Letters to the Editor

Winter Volume: 2009 Issue: 16(4) page(s): 14, 15, and 33


From JERRY via-mail:
I see sugar cane in many Chinese markets but have never seen a recipe for is use. Have you? Would love to purchase some for cooking, but only know to peel and chew it. With your extensive cookbook collection, can you help?
JERRY: Yours was a challenge, because if I did see its use, and I do not recall where, So search I did, and luck was on your side when I peered into Tony Hsu's Creative Fruit Recipes. There I hit pay-dirt, and hopefully your pleasure. We redid the recipe in common American measured amounts. Also changed the size of the meat to match that of the pieces of sugar cane, and used some garnish so the presentation perked up.

From DICK in CARSON CITY NV:
Thanks for the tip in the last issue about the museum in Shanghai. Any you would suggest in Beijing and Tianjin? And while asking, how about restaurants in Beijing; any suggestions there?
DICK: Before additional requests come in city by city, let me recommend a new and fine book about Museums in many cities in China. Some issues ago we did review a similar though smaller and less complete volume. Now a newer, larger and more comprehensive volume came across my desk. Pictured on this page, it has considerable detail about each of them, is called China Museums; it is by Miriam Clifford, Cathy Giangrande, and Antony White, and published by Odyssey Books and Guides in Hong Kong in 2009. Should you or anyone be going to China, if you cannot locate it, contact the publisher at: Email.magnus@odsseypublications.com or call W.W> Norton, the US distributor @ (800) 233-4830. Do not go without it!
And as to places to eat in Beijing, we have not been there recently, but Lilian Lee's A World of Fine Restaurants in Beijing is an item I plan to tote on my next trip; its cover is on this page. Took lots of searching once we heard about it wandering the web. To ease your doing that, the ISBN is: 978-7-119-05466-7; it was published in that city, and by Foreign Languages Press in 2008. The book provides a contact for the publisher at: www.flp.com.cn

From DENNIS via e-mail:
I have found that a couple of one-inch cubes of dou fu ru which is fermented red or white tofu when added to foods adds to the final taste when mixed with fermented black beans. Maybe you can add this variation at the bottom of your recipe?
DENNIS We do appreciate your suggestion, and we are glad you like this mix; many do. There are many variations possible with Chinese recipes. However, we would need to publish a book if we included variations with all of those we print (some six hundred plus in the first ten years alone are now on our website; do check it out). Your letter can tell folks what you have discovered.
════════════════════
- [Short problem A] In the letters to the editor, which book did the editor use to find a recipe using sugar cane?

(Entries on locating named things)
════════════════════
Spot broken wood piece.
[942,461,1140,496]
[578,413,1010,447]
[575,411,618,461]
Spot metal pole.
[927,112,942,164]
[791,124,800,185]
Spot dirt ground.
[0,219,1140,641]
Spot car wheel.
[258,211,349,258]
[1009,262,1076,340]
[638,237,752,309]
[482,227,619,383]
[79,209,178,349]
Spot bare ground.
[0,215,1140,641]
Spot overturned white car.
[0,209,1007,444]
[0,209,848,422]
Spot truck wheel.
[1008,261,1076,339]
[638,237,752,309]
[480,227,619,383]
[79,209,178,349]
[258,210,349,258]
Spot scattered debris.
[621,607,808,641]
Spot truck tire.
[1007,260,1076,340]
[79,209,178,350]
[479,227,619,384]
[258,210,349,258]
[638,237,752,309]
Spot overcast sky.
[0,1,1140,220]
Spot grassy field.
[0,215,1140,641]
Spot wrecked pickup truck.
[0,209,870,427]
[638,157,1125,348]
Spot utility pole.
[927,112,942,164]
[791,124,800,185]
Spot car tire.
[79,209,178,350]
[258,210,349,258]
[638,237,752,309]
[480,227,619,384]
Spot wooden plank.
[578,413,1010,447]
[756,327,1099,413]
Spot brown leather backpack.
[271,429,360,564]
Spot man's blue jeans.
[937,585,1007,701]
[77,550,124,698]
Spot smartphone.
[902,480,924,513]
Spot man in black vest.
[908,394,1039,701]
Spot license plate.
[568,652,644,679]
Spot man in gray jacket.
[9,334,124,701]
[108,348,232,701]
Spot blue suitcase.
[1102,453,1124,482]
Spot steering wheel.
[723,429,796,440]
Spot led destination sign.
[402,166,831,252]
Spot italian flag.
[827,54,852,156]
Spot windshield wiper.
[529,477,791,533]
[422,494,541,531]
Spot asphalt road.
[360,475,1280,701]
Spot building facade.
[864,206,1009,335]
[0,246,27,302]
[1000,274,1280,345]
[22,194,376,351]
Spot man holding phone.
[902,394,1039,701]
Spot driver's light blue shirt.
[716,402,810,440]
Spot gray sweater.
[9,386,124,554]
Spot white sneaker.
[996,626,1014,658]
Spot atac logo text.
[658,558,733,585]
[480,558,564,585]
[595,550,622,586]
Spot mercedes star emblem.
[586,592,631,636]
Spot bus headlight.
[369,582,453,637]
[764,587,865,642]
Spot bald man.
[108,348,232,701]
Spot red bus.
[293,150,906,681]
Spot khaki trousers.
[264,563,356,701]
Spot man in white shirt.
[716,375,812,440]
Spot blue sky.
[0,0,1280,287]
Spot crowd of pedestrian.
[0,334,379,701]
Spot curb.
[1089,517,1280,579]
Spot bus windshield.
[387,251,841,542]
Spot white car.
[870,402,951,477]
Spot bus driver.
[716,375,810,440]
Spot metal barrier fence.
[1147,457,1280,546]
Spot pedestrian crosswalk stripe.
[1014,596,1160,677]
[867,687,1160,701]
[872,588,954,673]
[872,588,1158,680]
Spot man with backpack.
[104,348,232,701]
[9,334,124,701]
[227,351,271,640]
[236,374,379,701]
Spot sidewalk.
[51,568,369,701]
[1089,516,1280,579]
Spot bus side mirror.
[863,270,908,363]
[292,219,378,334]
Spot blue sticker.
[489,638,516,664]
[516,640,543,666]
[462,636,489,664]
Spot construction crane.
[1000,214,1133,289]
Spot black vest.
════════════════════
- [Short problem B] Quote the lines of the listing word for word, starting with the line that contains "Spot gray sweater." and going on through the last line of the listing.

- [Exercise result A] Tony Hsu's Creative Fruit Recipes.

- [Exercise result B]
Spot gray sweater.
[9,386,124,554]
Spot white sneaker.
[996,626,1014,658]
Spot atac logo text.
[658,558,733,585]
[480,558,564,585]
[595,550,622,586]
Spot mercedes star emblem.
[586,592,631,636]
Spot bus headlight.
[369,582,453,637]
[764,587,865,642]
Spot bald man.
[108,348,232,701]
Spot red bus.
[293,150,906,681]
Spot khaki trousers.
[264,563,356,701]
Spot man in white shirt.
[716,375,812,440]
Spot blue sky.
[0,0,1280,287]
Spot crowd of pedestrian.
[0,334,379,701]
Spot curb.
[1089,517,1280,579]
Spot bus windshield.
[387,251,841,542]
Spot white car.
[870,402,951,477]
Spot bus driver.
[716,375,810,440]
Spot metal barrier fence.
[1147,457,1280,546]
Spot pedestrian crosswalk stripe.
[1014,596,1160,677]
[867,687,1160,701]
[872,588,954,673]
[872,588,1158,680]
Spot man with backpack.
[104,348,232,701]
[9,334,124,701]
[227,351,271,640]
[236,374,379,701]
Spot sidewalk.
[51,568,369,701]
[1089,516,1280,579]
Spot bus side mirror.
[863,270,908,363]
[292,219,378,334]
Spot blue sticker.
[489,638,516,664]
[516,640,543,666]
[462,636,489,664]
Spot construction crane.
[1000,214,1133,289]
Spot black vest.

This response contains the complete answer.